Re: web harvesting — All PHP — IT news, forums, messages

You are here: Re: web harvesting « All PHP « IT news, forums, messages

Posted by McHenry on 06/26/06 03:33

"Rik" <luiheidsgoeroe@hotmail.com> wrote in message
news:8b14a$449ebfe2$8259c69c$19227@news2.tudelft.nl...
> McHenry wrote:
>>> The comment is between # and a newline. As you concat everything in
>>> stead of
>>> just newlining it inside the quotes, the expressions breaks. Why do
>>> you concat by the way?
>>
>> I thought this was the way I had to do it... (new to php, new to
>> Linux, new to many things)
>> Now I understand, I thought the comments were part of the regex and
>> couldn't understand how it worked... :)
>
> Hehe, yeah, then it get's tricky :-).
>
>>> That's correct behaviour, (:? means a NON capturing pattern.

> [Provided entries]:
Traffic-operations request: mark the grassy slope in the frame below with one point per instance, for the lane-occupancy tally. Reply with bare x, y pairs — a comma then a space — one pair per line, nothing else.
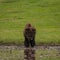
43, 14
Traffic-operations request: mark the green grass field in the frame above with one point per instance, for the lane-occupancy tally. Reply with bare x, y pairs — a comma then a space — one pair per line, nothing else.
18, 54
44, 15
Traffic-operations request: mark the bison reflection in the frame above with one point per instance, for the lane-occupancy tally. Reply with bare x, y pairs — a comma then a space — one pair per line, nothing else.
29, 34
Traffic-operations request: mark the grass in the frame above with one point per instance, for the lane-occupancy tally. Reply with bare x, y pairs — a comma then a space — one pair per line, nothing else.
18, 54
44, 15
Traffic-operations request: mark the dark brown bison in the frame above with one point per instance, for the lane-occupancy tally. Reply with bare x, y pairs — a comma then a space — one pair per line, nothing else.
29, 35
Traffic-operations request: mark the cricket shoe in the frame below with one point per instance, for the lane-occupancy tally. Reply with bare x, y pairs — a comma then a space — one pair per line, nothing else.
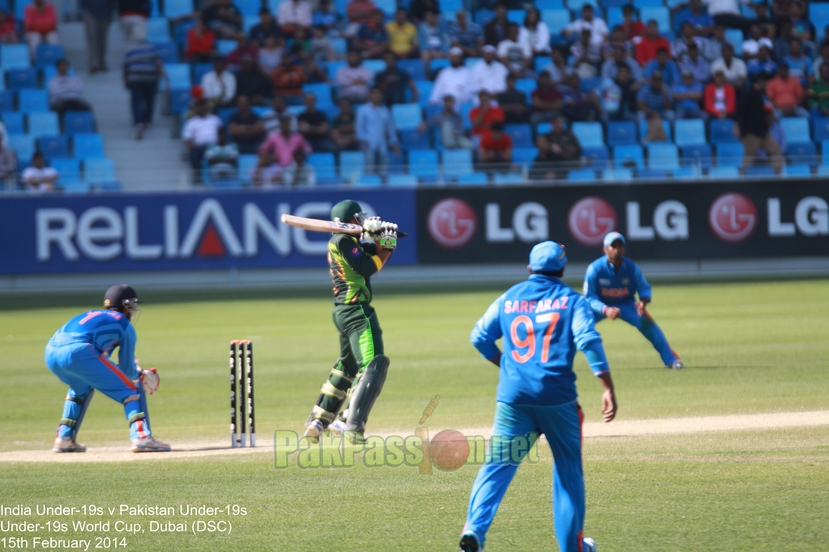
67, 444
149, 444
470, 543
313, 431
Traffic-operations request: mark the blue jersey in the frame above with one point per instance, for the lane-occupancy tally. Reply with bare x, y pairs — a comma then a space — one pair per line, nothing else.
543, 323
605, 285
103, 330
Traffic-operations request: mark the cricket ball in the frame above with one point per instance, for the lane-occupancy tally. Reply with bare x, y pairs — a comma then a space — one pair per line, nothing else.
449, 450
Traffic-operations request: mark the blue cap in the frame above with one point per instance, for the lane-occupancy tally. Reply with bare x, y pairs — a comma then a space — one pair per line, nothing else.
548, 256
612, 237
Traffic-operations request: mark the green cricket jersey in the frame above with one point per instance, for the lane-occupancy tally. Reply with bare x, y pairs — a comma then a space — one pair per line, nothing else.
352, 263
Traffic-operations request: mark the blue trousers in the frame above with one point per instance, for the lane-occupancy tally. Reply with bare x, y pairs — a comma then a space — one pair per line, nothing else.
648, 328
82, 368
561, 425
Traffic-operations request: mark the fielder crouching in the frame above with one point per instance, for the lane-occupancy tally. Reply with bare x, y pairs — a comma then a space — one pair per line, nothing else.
79, 355
362, 366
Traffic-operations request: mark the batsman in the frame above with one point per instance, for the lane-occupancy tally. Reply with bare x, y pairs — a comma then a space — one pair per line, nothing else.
357, 378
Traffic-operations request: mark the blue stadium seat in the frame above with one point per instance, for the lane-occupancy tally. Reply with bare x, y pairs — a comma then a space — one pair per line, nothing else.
590, 135
730, 154
621, 133
521, 134
622, 155
663, 157
48, 54
54, 147
43, 123
689, 132
456, 162
86, 146
14, 56
406, 116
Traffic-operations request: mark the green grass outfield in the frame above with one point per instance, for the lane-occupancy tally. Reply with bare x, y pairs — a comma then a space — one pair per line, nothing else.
749, 349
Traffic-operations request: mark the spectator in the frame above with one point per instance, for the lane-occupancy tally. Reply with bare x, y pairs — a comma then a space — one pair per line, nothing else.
753, 126
650, 44
535, 33
514, 102
96, 15
288, 79
344, 127
720, 99
450, 126
455, 81
597, 26
40, 24
66, 91
496, 147
465, 34
133, 15
38, 178
142, 71
587, 56
546, 100
394, 82
354, 79
293, 15
219, 85
733, 68
687, 95
222, 158
201, 43
433, 39
496, 30
654, 101
376, 133
786, 94
516, 57
200, 131
484, 114
223, 18
489, 74
246, 128
402, 35
266, 27
578, 105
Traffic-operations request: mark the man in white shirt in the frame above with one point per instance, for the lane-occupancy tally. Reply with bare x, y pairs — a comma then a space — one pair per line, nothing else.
489, 74
597, 26
455, 81
219, 85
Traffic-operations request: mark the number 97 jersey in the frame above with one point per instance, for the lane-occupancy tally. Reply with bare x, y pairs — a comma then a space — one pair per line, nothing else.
543, 323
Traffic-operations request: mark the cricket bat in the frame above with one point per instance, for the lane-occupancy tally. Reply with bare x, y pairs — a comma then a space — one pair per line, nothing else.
316, 225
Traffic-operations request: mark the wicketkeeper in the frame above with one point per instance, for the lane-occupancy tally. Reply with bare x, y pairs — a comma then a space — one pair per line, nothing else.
358, 376
79, 355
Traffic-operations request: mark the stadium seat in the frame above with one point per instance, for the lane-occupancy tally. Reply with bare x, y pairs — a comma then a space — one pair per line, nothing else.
406, 116
623, 155
590, 135
689, 132
621, 133
86, 146
456, 162
663, 157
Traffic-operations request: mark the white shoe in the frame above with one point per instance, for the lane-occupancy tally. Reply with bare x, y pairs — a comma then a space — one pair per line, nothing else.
67, 444
149, 444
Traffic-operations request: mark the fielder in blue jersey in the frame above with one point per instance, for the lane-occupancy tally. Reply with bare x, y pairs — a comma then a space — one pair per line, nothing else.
543, 323
611, 284
79, 355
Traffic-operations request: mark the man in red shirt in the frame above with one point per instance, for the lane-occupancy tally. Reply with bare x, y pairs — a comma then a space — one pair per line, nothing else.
651, 43
485, 114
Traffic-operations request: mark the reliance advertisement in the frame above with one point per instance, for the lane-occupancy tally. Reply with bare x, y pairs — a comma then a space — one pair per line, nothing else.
57, 234
660, 221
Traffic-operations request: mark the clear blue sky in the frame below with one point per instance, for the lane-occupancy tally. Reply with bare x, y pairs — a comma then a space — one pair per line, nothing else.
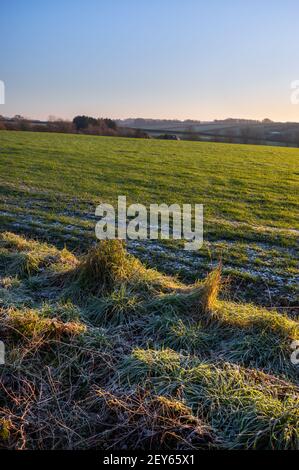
150, 58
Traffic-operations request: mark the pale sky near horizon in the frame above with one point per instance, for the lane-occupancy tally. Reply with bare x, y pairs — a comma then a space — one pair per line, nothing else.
150, 58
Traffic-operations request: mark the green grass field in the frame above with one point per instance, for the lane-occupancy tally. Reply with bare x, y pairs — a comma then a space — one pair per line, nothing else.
153, 347
51, 184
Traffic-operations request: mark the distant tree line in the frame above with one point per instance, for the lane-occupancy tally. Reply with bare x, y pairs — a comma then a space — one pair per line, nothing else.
79, 125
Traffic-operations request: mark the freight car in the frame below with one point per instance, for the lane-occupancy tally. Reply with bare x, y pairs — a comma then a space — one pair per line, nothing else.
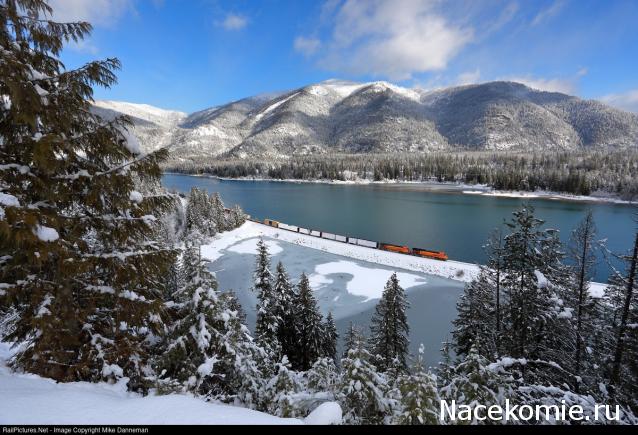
437, 255
394, 248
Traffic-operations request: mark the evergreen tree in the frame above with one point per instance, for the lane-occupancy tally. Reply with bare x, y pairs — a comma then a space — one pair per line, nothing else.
584, 258
308, 326
474, 322
281, 391
353, 337
285, 298
474, 383
323, 376
389, 327
78, 262
209, 351
623, 371
420, 402
330, 337
363, 391
268, 310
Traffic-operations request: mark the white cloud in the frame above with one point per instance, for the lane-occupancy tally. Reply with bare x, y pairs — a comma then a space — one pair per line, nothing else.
563, 85
97, 12
626, 101
392, 38
549, 12
469, 77
306, 46
234, 22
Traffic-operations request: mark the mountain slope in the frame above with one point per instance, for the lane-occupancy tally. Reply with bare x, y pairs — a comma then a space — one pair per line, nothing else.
348, 117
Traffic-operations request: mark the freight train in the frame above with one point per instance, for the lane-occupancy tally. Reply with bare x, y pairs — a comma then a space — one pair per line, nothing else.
418, 252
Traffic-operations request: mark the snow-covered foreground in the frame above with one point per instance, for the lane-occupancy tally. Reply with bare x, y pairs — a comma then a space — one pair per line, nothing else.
447, 269
30, 399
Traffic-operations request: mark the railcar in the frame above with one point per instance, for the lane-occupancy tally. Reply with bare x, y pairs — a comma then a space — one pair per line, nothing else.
271, 223
394, 248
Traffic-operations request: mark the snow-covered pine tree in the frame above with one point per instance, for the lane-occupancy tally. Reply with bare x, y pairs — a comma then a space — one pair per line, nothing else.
208, 350
529, 301
420, 401
389, 330
330, 337
582, 252
285, 296
353, 336
308, 326
200, 216
494, 270
79, 261
323, 376
363, 390
268, 309
281, 391
475, 318
218, 213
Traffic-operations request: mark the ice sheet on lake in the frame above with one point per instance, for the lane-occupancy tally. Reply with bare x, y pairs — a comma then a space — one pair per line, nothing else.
365, 281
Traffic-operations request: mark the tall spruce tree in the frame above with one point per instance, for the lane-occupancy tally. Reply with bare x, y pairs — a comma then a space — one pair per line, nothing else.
78, 262
420, 402
623, 370
582, 252
475, 318
309, 330
285, 296
363, 391
268, 309
389, 330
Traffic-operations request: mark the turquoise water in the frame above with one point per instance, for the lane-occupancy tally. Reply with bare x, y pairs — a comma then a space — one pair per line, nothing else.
407, 214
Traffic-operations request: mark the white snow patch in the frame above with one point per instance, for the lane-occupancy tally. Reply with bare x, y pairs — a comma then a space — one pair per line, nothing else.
46, 234
366, 282
136, 197
9, 200
250, 247
29, 399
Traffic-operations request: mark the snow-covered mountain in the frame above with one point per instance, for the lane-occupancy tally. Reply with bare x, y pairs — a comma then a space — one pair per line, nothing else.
341, 116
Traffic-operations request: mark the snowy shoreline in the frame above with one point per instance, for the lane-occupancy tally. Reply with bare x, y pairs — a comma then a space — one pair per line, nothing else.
451, 269
436, 186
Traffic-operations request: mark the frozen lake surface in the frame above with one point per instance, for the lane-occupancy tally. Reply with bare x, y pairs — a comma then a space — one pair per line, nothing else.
347, 287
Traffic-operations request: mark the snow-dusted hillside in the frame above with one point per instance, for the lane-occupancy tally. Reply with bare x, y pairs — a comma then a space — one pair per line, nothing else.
30, 399
341, 116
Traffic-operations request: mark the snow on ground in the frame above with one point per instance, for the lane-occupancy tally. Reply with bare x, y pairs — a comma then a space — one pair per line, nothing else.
30, 399
456, 270
365, 281
250, 247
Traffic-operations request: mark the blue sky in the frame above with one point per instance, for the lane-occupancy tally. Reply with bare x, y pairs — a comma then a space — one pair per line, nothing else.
192, 54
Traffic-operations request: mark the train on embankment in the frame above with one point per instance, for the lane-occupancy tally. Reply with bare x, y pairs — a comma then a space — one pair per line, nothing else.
418, 252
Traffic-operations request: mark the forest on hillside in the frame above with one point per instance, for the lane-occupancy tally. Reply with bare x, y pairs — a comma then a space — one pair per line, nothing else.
612, 172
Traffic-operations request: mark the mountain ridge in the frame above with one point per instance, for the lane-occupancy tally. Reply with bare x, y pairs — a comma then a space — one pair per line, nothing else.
380, 117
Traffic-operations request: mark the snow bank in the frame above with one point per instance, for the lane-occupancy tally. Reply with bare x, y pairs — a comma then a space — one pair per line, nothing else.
324, 414
30, 399
456, 270
46, 234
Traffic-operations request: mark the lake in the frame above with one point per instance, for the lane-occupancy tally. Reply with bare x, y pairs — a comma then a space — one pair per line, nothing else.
412, 215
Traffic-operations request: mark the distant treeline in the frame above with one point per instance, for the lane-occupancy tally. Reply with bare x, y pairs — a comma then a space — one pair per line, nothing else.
614, 172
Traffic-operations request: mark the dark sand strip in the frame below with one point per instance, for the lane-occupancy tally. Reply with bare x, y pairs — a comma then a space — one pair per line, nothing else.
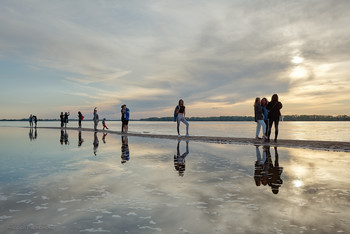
319, 145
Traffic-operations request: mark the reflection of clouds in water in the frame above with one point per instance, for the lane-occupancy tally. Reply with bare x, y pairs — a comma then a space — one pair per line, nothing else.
217, 192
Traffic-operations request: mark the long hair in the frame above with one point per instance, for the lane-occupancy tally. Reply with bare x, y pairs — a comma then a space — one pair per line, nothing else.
274, 98
257, 101
181, 102
266, 102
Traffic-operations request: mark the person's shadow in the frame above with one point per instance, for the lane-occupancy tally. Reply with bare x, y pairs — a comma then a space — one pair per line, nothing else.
95, 143
179, 159
80, 139
125, 150
266, 172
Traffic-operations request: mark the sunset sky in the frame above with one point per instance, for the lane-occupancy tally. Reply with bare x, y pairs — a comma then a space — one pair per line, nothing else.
216, 55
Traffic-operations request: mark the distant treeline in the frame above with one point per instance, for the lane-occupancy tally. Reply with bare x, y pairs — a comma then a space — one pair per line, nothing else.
227, 118
250, 118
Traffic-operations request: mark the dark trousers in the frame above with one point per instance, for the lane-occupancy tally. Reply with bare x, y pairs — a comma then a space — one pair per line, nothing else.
271, 121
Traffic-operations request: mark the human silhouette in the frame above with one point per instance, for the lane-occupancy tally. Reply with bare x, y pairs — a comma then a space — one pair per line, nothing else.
104, 138
30, 121
125, 150
35, 133
95, 143
62, 137
80, 118
179, 159
35, 120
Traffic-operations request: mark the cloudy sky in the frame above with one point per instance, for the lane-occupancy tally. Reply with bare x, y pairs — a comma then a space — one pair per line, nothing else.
216, 55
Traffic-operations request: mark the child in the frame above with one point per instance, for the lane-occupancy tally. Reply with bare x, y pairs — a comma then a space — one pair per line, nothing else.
104, 123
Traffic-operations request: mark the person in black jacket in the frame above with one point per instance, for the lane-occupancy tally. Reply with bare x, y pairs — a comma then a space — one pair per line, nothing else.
274, 115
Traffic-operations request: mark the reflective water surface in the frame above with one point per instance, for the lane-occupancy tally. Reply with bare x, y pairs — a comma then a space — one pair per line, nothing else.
55, 181
294, 130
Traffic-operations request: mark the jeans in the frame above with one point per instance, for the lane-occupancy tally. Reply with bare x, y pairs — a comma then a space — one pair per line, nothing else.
181, 118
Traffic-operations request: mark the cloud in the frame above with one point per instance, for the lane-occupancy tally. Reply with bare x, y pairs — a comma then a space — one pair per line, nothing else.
152, 53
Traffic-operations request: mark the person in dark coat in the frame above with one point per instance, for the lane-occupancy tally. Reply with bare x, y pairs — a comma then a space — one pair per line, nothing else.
274, 107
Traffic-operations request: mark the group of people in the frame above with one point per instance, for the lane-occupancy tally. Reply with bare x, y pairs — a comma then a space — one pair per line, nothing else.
125, 115
266, 114
33, 120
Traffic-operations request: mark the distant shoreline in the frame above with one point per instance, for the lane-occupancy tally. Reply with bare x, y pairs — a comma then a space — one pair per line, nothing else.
222, 118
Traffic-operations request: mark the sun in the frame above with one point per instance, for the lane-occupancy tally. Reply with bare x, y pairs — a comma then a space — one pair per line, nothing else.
297, 60
298, 73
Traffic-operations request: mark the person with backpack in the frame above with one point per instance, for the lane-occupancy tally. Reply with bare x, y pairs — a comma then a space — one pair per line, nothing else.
179, 116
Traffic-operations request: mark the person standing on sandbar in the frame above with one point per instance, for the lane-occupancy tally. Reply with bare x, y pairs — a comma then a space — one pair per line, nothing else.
80, 118
179, 115
95, 118
274, 107
125, 118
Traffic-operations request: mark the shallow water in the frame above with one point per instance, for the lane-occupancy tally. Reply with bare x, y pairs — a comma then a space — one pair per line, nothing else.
53, 182
293, 130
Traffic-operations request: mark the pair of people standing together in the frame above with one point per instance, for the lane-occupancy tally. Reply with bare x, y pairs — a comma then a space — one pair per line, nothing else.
266, 114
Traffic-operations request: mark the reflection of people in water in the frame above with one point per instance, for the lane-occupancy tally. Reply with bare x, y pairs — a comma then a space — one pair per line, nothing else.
266, 172
64, 137
275, 173
125, 149
31, 137
104, 138
80, 140
179, 160
259, 164
95, 143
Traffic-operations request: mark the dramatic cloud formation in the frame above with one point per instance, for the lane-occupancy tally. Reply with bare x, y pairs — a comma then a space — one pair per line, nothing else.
217, 55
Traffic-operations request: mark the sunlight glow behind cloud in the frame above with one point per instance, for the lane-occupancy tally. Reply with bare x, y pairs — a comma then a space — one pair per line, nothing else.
217, 56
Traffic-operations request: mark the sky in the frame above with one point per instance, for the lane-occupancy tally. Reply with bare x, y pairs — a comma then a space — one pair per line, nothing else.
216, 55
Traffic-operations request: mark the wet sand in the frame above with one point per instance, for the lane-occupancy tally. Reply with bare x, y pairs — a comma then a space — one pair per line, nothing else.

> [Challenges]:
• 1. Return the stretch of the PHP forum post from "You are here: Re: web" through "news:8b14a$449ebfe2$8259c69c$19227@news2.tudelft.nl...", copied word for word.
• 2. How many lines in the entries contain the word "shirt"? Reply with only the number.

> [The solutions]:
• 1.
You are here: Re: web harvesting « All PHP « IT news, forums, messages

Posted by McHenry on 06/26/06 03:33

"Rik" <luiheidsgoeroe@hotmail.com> wrote in message
news:8b14a$449ebfe2$8259c69c$19227@news2.tudelft.nl...

• 2. 2